* _Source text_:
- - - -

# Data Cleaning Using Regex

In [6]:
import re

def clean_and_minimize(text):
    # Define a regex pattern to remove non-alphanumeric characters and extra spaces
    cleaned_text = re.sub(r'[^a-zA-Z0-9\s]', '', text)
    cleaned_text = re.sub(r'\s+', ' ', cleaned_text)  # Remove extra spaces
    return cleaned_text


# Read the original text
with open('Ch1-LEC-1_Introduction.txt', "r") as file:
    original_text = file.read()

# Calculate and print the length of the original text

original_text_length = len(original_text)
print("Original Text Length:", original_text_length)


# Clean and minimize the text using regex
cleaned_text = clean_and_minimize(original_text)

# Calculate and print the length of the cleaned text
cleaned_text_length = len(cleaned_text)
print("Cleaned Text Length:", cleaned_text_length)

# Save cleaned text to a text file
text_filename = 'Ch1_cleaned.txt'
with open(text_filename, 'w') as text_file:
    text_file.write(cleaned_text)

print(f"Cleaned text saved to {text_filename}")

Original Text Length: 16015
Cleaned Text Length: 12022
Cleaned text saved to Ch1_cleaned.txt


# Summarization Model

In [8]:
from transformers import pipeline

# Load the summarization pipeline
summarizer = pipeline("summarization", model="facebook/bart-large-cnn", tokenizer="facebook/bart-large-cnn")

# Read the text from the file
file_path = 'Ch1_cleaned.txt'
with open(file_path, 'r') as file:
    input_text = file.read()

# Split the text into chunks (you can adjust the chunk size)
chunk_size = 1000
chunks = [input_text[i:i+chunk_size] for i in range(0, len(input_text), chunk_size)]

# Generate summaries for each chunk
summaries = []
for chunk in chunks:
    summary = summarizer(chunk, max_length=512, min_length=30, length_penalty=2.0, num_beams=4, early_stopping=True)
    summaries.append(summary[0]['summary_text'])

# Combine the summaries into a final summary
final_summary = " ".join(summaries)

# Print the original text and final summary
print("\nGenerated Summary:")
print(final_summary)

- - - -

* _Data rows_:

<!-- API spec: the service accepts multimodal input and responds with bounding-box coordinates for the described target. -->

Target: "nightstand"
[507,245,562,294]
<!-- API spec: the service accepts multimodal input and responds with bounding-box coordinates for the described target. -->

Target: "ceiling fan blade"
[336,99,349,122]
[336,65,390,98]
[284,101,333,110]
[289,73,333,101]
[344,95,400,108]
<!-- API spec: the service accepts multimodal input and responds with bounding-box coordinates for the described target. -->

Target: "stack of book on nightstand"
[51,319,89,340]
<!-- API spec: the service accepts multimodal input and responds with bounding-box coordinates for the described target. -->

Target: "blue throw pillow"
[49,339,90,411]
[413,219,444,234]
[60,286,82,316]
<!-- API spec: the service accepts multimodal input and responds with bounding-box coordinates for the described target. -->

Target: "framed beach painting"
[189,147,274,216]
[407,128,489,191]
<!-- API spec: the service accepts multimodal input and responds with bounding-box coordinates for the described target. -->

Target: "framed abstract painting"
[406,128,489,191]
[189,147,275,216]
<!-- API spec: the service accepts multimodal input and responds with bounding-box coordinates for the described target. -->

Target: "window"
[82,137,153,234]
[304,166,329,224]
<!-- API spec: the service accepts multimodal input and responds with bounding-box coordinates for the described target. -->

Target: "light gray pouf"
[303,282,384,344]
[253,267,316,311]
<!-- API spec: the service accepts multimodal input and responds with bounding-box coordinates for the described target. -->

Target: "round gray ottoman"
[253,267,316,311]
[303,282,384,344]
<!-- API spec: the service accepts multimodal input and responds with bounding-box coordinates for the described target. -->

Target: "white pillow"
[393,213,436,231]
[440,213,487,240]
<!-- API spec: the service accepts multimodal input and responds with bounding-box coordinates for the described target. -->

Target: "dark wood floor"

- - - -

* _Directions_:
[1] List every keyword argument passed to `summarizer` inside the loop of the cleaning and summarization notebook, with the value each one receives.
[2] Extend the cleaning and summarization notebook past its final line.

* _Exercise results_:
[1]
- `max_length=512`
- `min_length=30`
- `length_penalty=2.0`
- `num_beams=4`
- `early_stopping=True`

[2]
Your max_length is set to 512, but your input_length is only 153. Since this is a summarization task, where outputs shorter than the input are typically wanted, you might consider decreasing max_length manually, e.g. summarizer('...', max_length=76)
Your max_length is set to 512, but your input_length is only 147. Since this is a summarization task, where outputs shorter than the input are typically wanted, you might consider decreasing max_length manually, e.g. summarizer('...', max_length=73)
Your max_length is set to 512, but your input_length is only 146. Since this is a summarization task, where outputs shorter than the input are typically wanted, you might consider decreasing max_length manually, e.g. summarizer('...', max_length=73)
Your max_length is set to 512, but your input_length is only 159. Since this is a summarization task, where outputs shorter than the input are typically wanted, you might consider decreasing max_length manually, e.g. summarizer('...', max_length=79)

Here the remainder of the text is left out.